▸ **Action item**
Set down the complete data exactly as it appears below.

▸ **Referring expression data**
☆ ☆ ☆ ☆ ☆

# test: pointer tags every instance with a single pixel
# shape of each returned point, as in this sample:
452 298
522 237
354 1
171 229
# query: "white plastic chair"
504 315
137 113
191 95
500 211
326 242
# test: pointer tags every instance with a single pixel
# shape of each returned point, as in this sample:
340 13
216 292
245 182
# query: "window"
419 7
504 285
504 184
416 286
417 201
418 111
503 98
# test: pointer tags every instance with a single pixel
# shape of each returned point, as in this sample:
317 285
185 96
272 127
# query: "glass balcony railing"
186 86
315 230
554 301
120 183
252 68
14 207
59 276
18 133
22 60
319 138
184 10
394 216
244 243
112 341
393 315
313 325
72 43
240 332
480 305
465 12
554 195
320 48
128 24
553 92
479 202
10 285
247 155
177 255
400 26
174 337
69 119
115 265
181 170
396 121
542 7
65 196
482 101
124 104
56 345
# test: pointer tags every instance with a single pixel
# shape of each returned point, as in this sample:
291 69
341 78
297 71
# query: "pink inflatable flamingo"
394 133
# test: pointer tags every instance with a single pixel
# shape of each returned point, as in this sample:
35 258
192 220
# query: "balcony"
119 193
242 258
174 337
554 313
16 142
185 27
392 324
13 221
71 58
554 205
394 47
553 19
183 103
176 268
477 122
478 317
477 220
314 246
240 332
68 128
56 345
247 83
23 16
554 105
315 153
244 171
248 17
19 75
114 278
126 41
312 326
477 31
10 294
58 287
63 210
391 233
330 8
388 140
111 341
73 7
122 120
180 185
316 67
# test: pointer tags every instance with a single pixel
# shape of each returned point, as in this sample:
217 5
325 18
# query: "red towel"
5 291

☆ ☆ ☆ ☆ ☆

▸ **Your solution**
# test: pointer tags every instance with a single pixel
# shape of each returned point, as in this sample:
452 298
522 237
354 1
171 229
# query: "white plastic chair"
504 315
137 113
191 95
500 211
326 242
# test: pointer tags every instance with a single pixel
# shape of each returned point, as in this sample:
340 13
216 292
245 182
# query: "window"
419 7
504 285
504 184
416 286
417 201
418 111
503 98
# test: pointer tags every instance with a single pixel
# shape of each returned point, as in this sample:
317 285
185 96
272 127
# query: "glass balcony railing"
186 86
315 230
554 301
120 183
252 68
14 207
59 276
18 133
22 60
319 138
184 10
394 216
244 243
112 341
393 315
313 325
72 43
240 332
480 305
465 12
554 195
320 48
128 24
553 92
479 202
10 285
247 155
177 255
400 26
174 337
69 119
115 265
181 170
396 121
542 7
65 196
482 101
124 104
56 345
# test: pointer tags every instance with a single pixel
# shape of each returned point, as in this sample:
291 69
341 78
297 71
# query: "pink inflatable flamingo"
394 133
# test: pointer tags every instance with a single pixel
# shape of each returned point, as in this sample:
35 258
192 220
# query: "balcony"
119 193
242 258
174 337
554 313
16 142
185 27
392 324
13 221
71 58
554 205
394 47
553 19
183 103
176 268
477 122
478 317
477 220
314 246
240 332
68 128
56 345
247 83
23 16
554 105
315 153
244 171
248 17
19 75
114 278
126 41
312 326
477 31
10 294
58 287
63 210
391 233
330 8
388 140
111 341
73 7
122 120
180 185
316 67
# test: pointer tags every instance with a single pixel
# shape of each returned point, as in this sample:
217 5
325 18
# query: "red towel"
5 291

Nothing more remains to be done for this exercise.